## MATERIAL TO PROCESS
Content starts

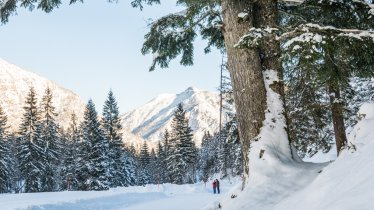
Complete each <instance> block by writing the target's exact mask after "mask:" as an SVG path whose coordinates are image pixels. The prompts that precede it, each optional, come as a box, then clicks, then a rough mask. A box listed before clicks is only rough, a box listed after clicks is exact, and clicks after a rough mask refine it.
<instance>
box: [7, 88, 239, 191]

Content ends
Content starts

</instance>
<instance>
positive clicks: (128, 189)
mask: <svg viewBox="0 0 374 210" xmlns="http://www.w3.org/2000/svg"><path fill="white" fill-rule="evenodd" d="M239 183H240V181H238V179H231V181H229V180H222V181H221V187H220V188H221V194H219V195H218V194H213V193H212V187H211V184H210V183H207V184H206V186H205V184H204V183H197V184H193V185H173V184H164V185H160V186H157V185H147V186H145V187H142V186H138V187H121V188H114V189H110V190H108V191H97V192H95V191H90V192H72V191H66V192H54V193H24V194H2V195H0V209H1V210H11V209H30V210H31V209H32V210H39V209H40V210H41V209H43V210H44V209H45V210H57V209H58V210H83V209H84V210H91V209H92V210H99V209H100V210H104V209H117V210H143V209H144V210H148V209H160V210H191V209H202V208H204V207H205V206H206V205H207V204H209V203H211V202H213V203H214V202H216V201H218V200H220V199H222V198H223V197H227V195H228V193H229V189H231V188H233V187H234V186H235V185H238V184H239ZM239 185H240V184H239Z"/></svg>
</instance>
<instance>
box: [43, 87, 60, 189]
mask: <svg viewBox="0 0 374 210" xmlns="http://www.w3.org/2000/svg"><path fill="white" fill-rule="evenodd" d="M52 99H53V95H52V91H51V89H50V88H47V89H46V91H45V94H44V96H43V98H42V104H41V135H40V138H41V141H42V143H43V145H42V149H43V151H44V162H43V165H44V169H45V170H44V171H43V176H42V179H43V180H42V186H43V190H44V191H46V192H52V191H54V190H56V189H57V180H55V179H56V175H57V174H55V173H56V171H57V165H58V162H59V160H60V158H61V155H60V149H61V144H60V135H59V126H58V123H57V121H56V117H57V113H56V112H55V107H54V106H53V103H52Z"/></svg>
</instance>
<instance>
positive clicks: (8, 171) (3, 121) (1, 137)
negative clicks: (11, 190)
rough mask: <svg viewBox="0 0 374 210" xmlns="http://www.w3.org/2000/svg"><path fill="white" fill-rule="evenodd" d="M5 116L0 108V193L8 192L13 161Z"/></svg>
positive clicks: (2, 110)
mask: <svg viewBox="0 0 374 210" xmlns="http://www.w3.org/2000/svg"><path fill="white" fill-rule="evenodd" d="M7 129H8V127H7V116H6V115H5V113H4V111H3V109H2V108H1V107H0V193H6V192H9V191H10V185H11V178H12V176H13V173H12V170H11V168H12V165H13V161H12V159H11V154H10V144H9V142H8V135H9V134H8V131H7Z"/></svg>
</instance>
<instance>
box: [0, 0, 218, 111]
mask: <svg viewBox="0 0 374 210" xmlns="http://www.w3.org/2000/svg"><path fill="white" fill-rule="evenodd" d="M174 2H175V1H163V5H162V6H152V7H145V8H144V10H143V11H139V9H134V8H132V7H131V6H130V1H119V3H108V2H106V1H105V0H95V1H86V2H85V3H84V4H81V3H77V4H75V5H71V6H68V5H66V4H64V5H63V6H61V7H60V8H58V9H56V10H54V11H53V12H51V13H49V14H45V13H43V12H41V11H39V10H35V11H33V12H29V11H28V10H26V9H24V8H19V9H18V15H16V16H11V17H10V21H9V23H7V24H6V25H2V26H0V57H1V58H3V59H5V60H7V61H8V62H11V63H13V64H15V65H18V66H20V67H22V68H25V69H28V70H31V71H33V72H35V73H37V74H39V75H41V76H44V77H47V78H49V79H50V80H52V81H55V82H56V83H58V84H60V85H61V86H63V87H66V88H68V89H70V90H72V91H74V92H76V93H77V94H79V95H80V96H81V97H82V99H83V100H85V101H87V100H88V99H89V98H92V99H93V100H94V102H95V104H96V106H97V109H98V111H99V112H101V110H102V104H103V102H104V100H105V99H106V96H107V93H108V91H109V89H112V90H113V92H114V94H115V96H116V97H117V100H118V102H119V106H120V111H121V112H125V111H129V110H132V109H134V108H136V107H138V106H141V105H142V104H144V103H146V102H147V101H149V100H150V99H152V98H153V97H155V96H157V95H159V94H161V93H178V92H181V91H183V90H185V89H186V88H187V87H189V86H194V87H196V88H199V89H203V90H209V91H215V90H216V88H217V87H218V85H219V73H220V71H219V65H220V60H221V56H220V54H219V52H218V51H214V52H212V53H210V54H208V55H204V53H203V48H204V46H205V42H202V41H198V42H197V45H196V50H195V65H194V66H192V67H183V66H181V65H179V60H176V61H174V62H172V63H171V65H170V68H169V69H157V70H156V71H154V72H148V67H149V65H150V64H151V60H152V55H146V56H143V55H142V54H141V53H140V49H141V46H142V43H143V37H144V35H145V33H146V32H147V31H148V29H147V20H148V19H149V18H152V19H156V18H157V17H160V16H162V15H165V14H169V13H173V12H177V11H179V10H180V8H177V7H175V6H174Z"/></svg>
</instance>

Content ends

## INSTRUCTION
Can you copy the lines of the records starting at the line containing "Complete each <instance>" and ending at the line containing "box: [7, 88, 239, 191]", both included, reproducing them character for character?

## RESPONSE BELOW
Complete each <instance> block by writing the target's exact mask after "mask:" as an SVG path whose coordinates are image pixels. The prompts that precede it, each optional, come as a box, then clicks, then a rough mask. A box listed before clicks is only rough, a box listed after clicks is exact, and clicks after a rough mask refine it.
<instance>
box: [7, 88, 239, 191]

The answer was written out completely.